Stored items

========================================

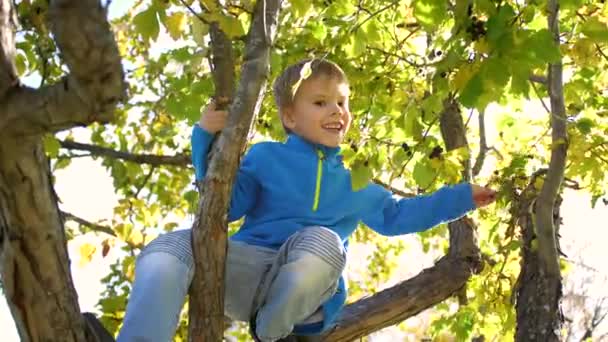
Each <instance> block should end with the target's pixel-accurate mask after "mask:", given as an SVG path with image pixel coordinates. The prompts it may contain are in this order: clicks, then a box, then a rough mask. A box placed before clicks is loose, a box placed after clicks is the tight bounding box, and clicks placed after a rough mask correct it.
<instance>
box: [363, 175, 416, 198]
mask: <svg viewBox="0 0 608 342" xmlns="http://www.w3.org/2000/svg"><path fill="white" fill-rule="evenodd" d="M372 181H373V182H374V183H376V184H378V185H380V186H381V187H383V188H385V189H386V190H388V191H390V192H392V193H394V194H397V195H399V196H401V197H408V198H409V197H415V196H416V195H415V194H412V193H409V192H405V191H403V190H400V189H397V188H395V187H394V186H392V185H390V184H387V183H384V182H383V181H381V180H380V179H378V178H374V179H372Z"/></svg>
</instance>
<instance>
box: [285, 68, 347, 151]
mask: <svg viewBox="0 0 608 342" xmlns="http://www.w3.org/2000/svg"><path fill="white" fill-rule="evenodd" d="M349 94H350V90H349V88H348V84H346V83H344V82H342V81H340V80H338V79H336V78H335V77H328V76H324V75H320V76H317V77H315V78H311V79H307V80H306V81H304V82H302V84H300V87H299V89H298V91H297V94H296V97H295V99H294V101H293V103H292V104H291V105H290V106H287V107H286V108H283V109H282V115H283V124H284V125H285V126H286V127H287V128H289V129H290V130H291V131H292V132H294V133H296V134H297V135H299V136H301V137H303V138H304V139H306V140H308V141H310V142H312V143H315V144H321V145H325V146H328V147H338V146H339V145H340V143H341V142H342V140H343V139H344V136H345V135H346V132H347V131H348V128H349V127H350V122H351V119H352V118H351V114H350V110H349V108H348V96H349Z"/></svg>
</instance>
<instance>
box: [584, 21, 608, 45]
mask: <svg viewBox="0 0 608 342" xmlns="http://www.w3.org/2000/svg"><path fill="white" fill-rule="evenodd" d="M581 32H583V34H584V35H585V36H587V37H589V38H591V39H592V40H593V41H595V42H596V43H606V42H608V26H606V24H605V23H603V22H601V21H600V20H599V19H598V17H591V18H589V19H587V21H585V22H584V23H583V27H582V29H581Z"/></svg>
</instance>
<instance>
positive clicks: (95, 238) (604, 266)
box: [0, 0, 608, 342]
mask: <svg viewBox="0 0 608 342" xmlns="http://www.w3.org/2000/svg"><path fill="white" fill-rule="evenodd" d="M133 2H134V1H133V0H120V1H113V2H112V3H111V5H110V11H109V15H110V18H113V17H117V16H120V15H121V14H122V13H124V11H125V10H126V9H128V8H129V7H130V6H131V4H132V3H133ZM26 82H27V80H26ZM32 84H38V82H36V81H35V80H32ZM488 116H490V115H488ZM489 126H490V125H489ZM82 132H84V130H83V131H82ZM492 139H496V136H495V132H494V133H493V132H491V131H489V132H488V141H489V144H490V145H491V142H492ZM56 181H57V182H56V186H55V188H56V191H57V193H58V195H59V197H60V198H61V201H62V203H63V204H62V209H63V210H65V211H68V212H71V213H74V214H75V215H77V216H80V217H83V218H86V219H88V220H90V221H96V220H101V219H110V218H111V217H112V214H113V207H114V205H115V204H116V195H115V194H114V190H113V185H112V180H111V178H110V176H109V174H108V173H107V171H106V170H105V169H104V168H103V167H102V166H101V165H100V163H99V162H96V161H93V160H92V159H90V158H77V159H74V160H73V161H72V164H71V165H70V166H69V167H68V168H66V169H64V170H60V171H59V172H57V174H56ZM82 189H87V191H86V192H83V191H82ZM83 196H90V198H84V197H83ZM92 203H94V205H91V204H92ZM562 216H563V217H564V225H563V226H562V228H561V233H562V239H561V243H562V246H563V247H564V251H565V252H566V254H567V255H569V256H570V257H571V258H575V257H577V256H579V255H580V256H582V258H583V260H584V262H585V264H586V265H588V266H590V267H593V268H595V269H597V270H598V275H601V276H604V277H606V276H608V264H606V263H605V262H604V261H605V260H606V256H607V255H608V253H607V252H606V248H605V242H606V241H608V232H606V222H608V207H606V206H604V205H602V204H601V203H600V204H598V206H597V207H596V208H595V209H591V207H590V198H589V196H588V195H585V194H582V193H577V192H574V191H568V192H567V193H566V196H565V200H564V203H563V204H562ZM187 226H188V223H187V222H184V227H187ZM408 239H409V240H408ZM408 239H406V240H408V241H410V242H411V246H413V247H412V248H410V249H408V250H407V251H406V252H405V253H403V255H402V256H401V259H400V263H401V264H404V265H406V266H404V267H399V269H398V270H397V271H396V272H395V276H394V277H393V279H391V280H390V281H389V283H387V284H386V286H390V285H392V284H394V283H395V282H397V281H399V280H403V279H406V278H408V277H411V276H412V275H415V274H416V273H418V272H419V271H421V270H422V269H424V268H426V267H430V266H432V264H433V259H432V258H431V257H430V256H425V255H424V254H423V253H422V252H421V250H418V249H417V248H418V247H416V243H415V239H412V238H411V237H410V238H408ZM94 241H99V237H98V236H95V235H93V234H87V235H85V236H81V237H78V238H75V239H74V240H72V241H70V243H69V244H68V250H69V253H70V256H71V258H72V275H73V279H74V285H75V287H76V290H77V292H78V295H79V302H80V306H81V310H82V311H93V312H95V311H97V310H96V308H95V305H96V303H97V300H98V298H99V294H100V292H101V291H102V290H103V286H102V284H101V281H100V280H99V279H100V277H102V276H104V275H105V274H107V272H108V270H109V268H108V265H109V264H110V263H111V262H112V258H111V256H108V257H106V258H103V257H102V256H101V255H100V252H99V251H97V252H96V254H95V255H94V257H93V259H92V260H91V262H90V263H88V264H87V265H86V266H84V267H81V266H79V261H80V260H79V248H80V246H81V245H82V244H83V243H87V242H94ZM598 242H600V243H598ZM351 252H354V251H353V250H351ZM110 254H111V253H110ZM365 256H366V253H365V252H364V251H361V253H358V254H357V256H356V257H355V258H354V259H355V260H351V263H352V262H355V263H356V259H359V260H363V259H364V258H365ZM595 290H596V291H597V292H598V293H601V294H603V295H604V296H608V289H606V288H598V289H595ZM396 336H397V335H396V331H395V330H391V329H389V330H387V331H385V332H384V333H383V334H382V335H378V336H376V337H375V338H374V341H395V338H396ZM0 341H3V342H13V341H15V342H16V341H19V338H18V335H17V332H16V329H15V327H14V323H13V320H12V317H11V314H10V311H9V309H8V306H7V304H6V301H5V300H4V299H0Z"/></svg>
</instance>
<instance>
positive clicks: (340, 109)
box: [331, 103, 342, 115]
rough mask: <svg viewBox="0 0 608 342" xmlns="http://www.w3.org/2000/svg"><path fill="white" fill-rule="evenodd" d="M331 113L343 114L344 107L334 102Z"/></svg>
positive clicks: (331, 110) (332, 113)
mask: <svg viewBox="0 0 608 342" xmlns="http://www.w3.org/2000/svg"><path fill="white" fill-rule="evenodd" d="M331 114H332V115H341V114H342V107H340V105H339V104H337V103H334V104H333V106H332V108H331Z"/></svg>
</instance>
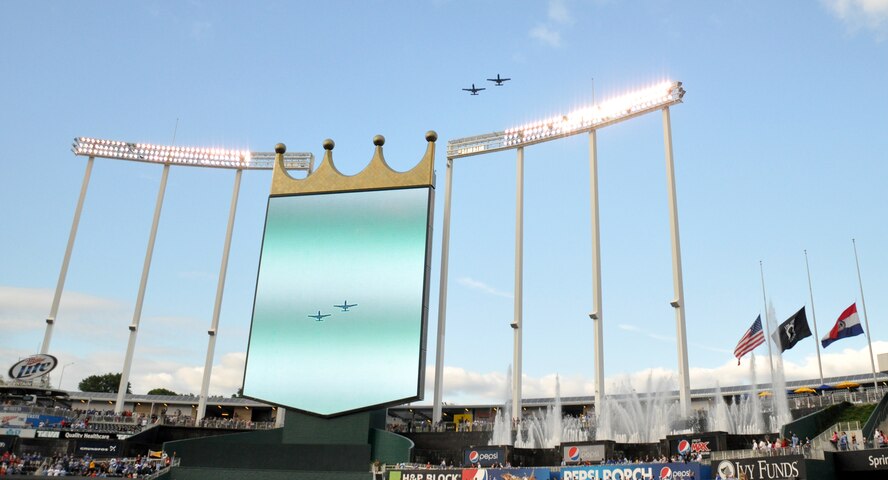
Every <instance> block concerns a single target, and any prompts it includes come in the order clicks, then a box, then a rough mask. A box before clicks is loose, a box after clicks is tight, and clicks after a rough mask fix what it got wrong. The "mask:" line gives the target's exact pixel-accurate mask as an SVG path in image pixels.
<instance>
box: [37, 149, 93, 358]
mask: <svg viewBox="0 0 888 480" xmlns="http://www.w3.org/2000/svg"><path fill="white" fill-rule="evenodd" d="M94 161H95V157H89V160H87V161H86V172H84V173H83V184H82V185H81V186H80V197H79V198H78V199H77V208H75V209H74V221H73V222H71V233H69V234H68V246H67V247H66V248H65V257H64V258H63V259H62V268H61V270H60V271H59V281H58V283H56V291H55V295H54V296H53V297H52V307H50V309H49V316H48V317H46V333H45V334H44V335H43V345H42V346H41V347H40V353H44V354H45V353H49V344H50V342H51V341H52V327H53V325H54V324H55V319H56V315H58V313H59V302H60V301H61V299H62V291H63V290H64V289H65V279H66V278H67V277H68V263H69V262H70V261H71V251H72V250H74V239H76V238H77V227H78V226H80V212H82V211H83V201H84V199H86V190H87V188H88V187H89V177H90V175H91V174H92V165H93V162H94Z"/></svg>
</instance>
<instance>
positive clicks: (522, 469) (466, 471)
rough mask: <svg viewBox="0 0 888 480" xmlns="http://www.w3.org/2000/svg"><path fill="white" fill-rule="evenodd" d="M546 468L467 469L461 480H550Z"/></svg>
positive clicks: (546, 469)
mask: <svg viewBox="0 0 888 480" xmlns="http://www.w3.org/2000/svg"><path fill="white" fill-rule="evenodd" d="M550 478H551V477H550V475H549V469H548V468H467V469H465V470H463V471H462V480H525V479H527V480H550Z"/></svg>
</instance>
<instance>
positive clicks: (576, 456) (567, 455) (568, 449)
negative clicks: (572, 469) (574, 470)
mask: <svg viewBox="0 0 888 480" xmlns="http://www.w3.org/2000/svg"><path fill="white" fill-rule="evenodd" d="M567 458H568V459H569V460H570V461H571V462H578V461H580V449H579V448H578V447H570V448H568V449H567Z"/></svg>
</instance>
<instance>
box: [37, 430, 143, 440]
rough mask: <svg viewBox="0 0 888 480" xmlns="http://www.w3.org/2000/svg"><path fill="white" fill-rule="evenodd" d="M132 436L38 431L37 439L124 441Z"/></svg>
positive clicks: (114, 434) (37, 432) (99, 432)
mask: <svg viewBox="0 0 888 480" xmlns="http://www.w3.org/2000/svg"><path fill="white" fill-rule="evenodd" d="M130 436H131V435H129V434H126V433H102V432H61V431H58V430H37V438H59V439H67V440H124V439H126V438H129V437H130Z"/></svg>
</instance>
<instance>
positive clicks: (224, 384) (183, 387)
mask: <svg viewBox="0 0 888 480" xmlns="http://www.w3.org/2000/svg"><path fill="white" fill-rule="evenodd" d="M246 358H247V354H246V353H245V352H232V353H227V354H225V355H223V356H222V357H221V358H218V357H217V358H216V363H214V364H213V373H212V374H211V376H210V394H211V395H224V396H228V395H231V394H233V393H235V392H237V389H238V388H240V387H241V383H242V381H243V378H244V365H245V362H246ZM136 369H138V372H135V371H134V373H133V375H132V377H131V378H132V384H133V391H134V392H142V393H144V392H147V391H148V390H151V389H152V388H168V389H170V390H173V391H174V392H179V393H193V394H195V395H197V394H198V393H200V387H201V383H202V382H203V365H183V364H181V363H172V362H157V363H154V362H150V361H149V362H148V363H143V365H141V366H139V367H134V370H136Z"/></svg>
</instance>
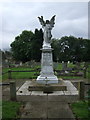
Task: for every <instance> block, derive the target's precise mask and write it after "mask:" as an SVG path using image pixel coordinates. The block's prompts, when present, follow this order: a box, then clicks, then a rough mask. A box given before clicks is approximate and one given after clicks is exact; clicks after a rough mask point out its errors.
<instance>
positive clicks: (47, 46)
mask: <svg viewBox="0 0 90 120" xmlns="http://www.w3.org/2000/svg"><path fill="white" fill-rule="evenodd" d="M55 16H56V15H54V16H53V17H52V18H51V20H50V21H49V20H46V21H44V20H43V16H41V17H38V18H39V21H40V23H41V25H42V28H43V29H44V41H43V47H51V45H50V44H51V37H52V35H51V30H52V28H53V27H54V24H55V22H54V21H55Z"/></svg>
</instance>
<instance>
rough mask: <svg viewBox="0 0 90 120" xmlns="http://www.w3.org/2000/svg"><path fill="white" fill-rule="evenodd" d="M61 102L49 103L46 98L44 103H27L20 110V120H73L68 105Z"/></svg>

========================================

**What you have to do**
Print the data above exactly, from its first line to the line bearing "positive clicks: (95, 238) (604, 266)" inclusive, and keep pictures out of the result.

**Response**
Each <instance> block should end with the target's pixel-accurate mask after "mask:", given as an SVG path with image pixel coordinates. The prompts it may contain are in this order: clicks, then a box, then a rough mask. A box placed before clicks is loose, a box placed after clicks is the tight bounding box, and clicks placed after a rough mask correct it.
<instance>
box: [363, 175, 416, 198]
mask: <svg viewBox="0 0 608 342" xmlns="http://www.w3.org/2000/svg"><path fill="white" fill-rule="evenodd" d="M372 181H373V182H374V183H376V184H378V185H380V186H381V187H383V188H385V189H386V190H388V191H390V192H392V193H394V194H397V195H399V196H401V197H408V198H409V197H415V196H416V195H415V194H412V193H409V192H405V191H403V190H400V189H397V188H395V187H394V186H392V185H390V184H387V183H384V182H383V181H381V180H380V179H378V178H374V179H372Z"/></svg>
</instance>
<instance>
box: [285, 68, 347, 151]
mask: <svg viewBox="0 0 608 342" xmlns="http://www.w3.org/2000/svg"><path fill="white" fill-rule="evenodd" d="M349 94H350V90H349V88H348V84H346V83H344V82H342V81H340V80H338V79H336V78H335V77H328V76H324V75H320V76H317V77H315V78H311V79H307V80H306V81H304V82H302V84H300V87H299V89H298V91H297V94H296V97H295V99H294V101H293V103H292V104H291V105H290V106H287V107H286V108H283V109H282V115H283V124H284V125H285V126H286V127H287V128H289V129H290V130H291V131H292V132H294V133H296V134H297V135H299V136H301V137H303V138H304V139H306V140H308V141H310V142H312V143H315V144H321V145H325V146H328V147H338V146H339V145H340V143H341V142H342V140H343V139H344V136H345V135H346V132H347V131H348V128H349V127H350V122H351V119H352V118H351V114H350V110H349V108H348V96H349Z"/></svg>
</instance>
<instance>
box: [584, 21, 608, 45]
mask: <svg viewBox="0 0 608 342" xmlns="http://www.w3.org/2000/svg"><path fill="white" fill-rule="evenodd" d="M581 32H583V34H584V35H585V36H587V37H589V38H591V39H592V40H593V41H595V42H596V43H606V42H608V26H606V24H605V23H603V22H601V21H600V20H599V19H598V17H591V18H589V19H587V21H585V22H584V23H583V27H582V29H581Z"/></svg>
</instance>
<instance>
positive clicks: (95, 238) (604, 266)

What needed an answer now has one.